*Problem to work on*.
Rewrite all the rows below as a numbered list, leaving out any blank lines.
▼▼▼
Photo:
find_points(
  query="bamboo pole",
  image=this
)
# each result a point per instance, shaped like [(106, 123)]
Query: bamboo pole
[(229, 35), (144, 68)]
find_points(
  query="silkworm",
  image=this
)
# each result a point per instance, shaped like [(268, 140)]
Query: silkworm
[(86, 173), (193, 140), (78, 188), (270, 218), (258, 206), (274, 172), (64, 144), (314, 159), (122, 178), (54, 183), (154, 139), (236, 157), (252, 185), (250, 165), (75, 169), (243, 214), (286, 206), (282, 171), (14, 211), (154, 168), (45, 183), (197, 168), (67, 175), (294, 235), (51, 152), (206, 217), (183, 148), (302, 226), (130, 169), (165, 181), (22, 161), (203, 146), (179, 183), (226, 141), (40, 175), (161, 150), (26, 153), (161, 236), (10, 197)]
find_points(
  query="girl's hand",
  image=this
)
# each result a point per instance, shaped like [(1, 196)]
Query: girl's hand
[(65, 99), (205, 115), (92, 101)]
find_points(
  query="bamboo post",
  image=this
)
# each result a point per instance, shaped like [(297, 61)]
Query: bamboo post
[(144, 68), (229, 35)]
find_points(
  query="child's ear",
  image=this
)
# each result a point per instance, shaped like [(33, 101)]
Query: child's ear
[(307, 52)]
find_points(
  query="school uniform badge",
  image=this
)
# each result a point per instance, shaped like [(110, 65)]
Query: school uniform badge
▲▲▲
*Exercise answer*.
1. Photo:
2. find_points(
3.   query="bamboo pole",
4.   image=this
5. )
6. # each result a point per instance, shaped like [(106, 123)]
7. Query: bamboo pole
8. [(229, 35), (144, 68)]
9. find_points(
10.   query="silkworm",
11.   image=this
12. )
13. # each result a point per instance, shaped like [(268, 140)]
14. Query: silkworm
15. [(86, 173), (193, 140), (78, 188), (270, 218), (258, 206), (274, 172), (64, 144), (314, 159), (122, 178), (54, 183), (154, 139), (236, 157), (252, 185), (250, 165), (75, 169), (243, 214), (286, 206), (282, 171), (14, 211), (154, 168), (45, 183), (197, 168), (67, 175), (294, 235), (51, 152), (206, 217), (183, 148), (302, 226), (130, 169), (165, 181), (22, 161), (203, 146), (179, 183), (226, 141), (40, 175), (161, 150), (26, 153), (161, 236), (10, 197)]
16. find_points(
17.   query="girl's hand",
18.   image=this
19. )
20. # each result a point per instance, shaped like [(1, 196)]
21. Query: girl's hand
22. [(65, 99), (205, 115), (92, 101)]
23. find_points(
24.   query="bamboo post",
25.   image=this
26. )
27. # each result a point per instance, shaped like [(297, 61)]
28. Query: bamboo post
29. [(144, 68), (229, 35)]
30. find_points(
31.   query="child's ear",
32.   image=this
33. )
34. # each result a point per instance, shaped like [(33, 101)]
35. Query: child's ear
36. [(307, 52)]
37. find_points(
38.   query="school uniform badge",
39.   image=this
40. )
41. # each result a point per instance, shaped like [(110, 65)]
42. Query: school uniform badge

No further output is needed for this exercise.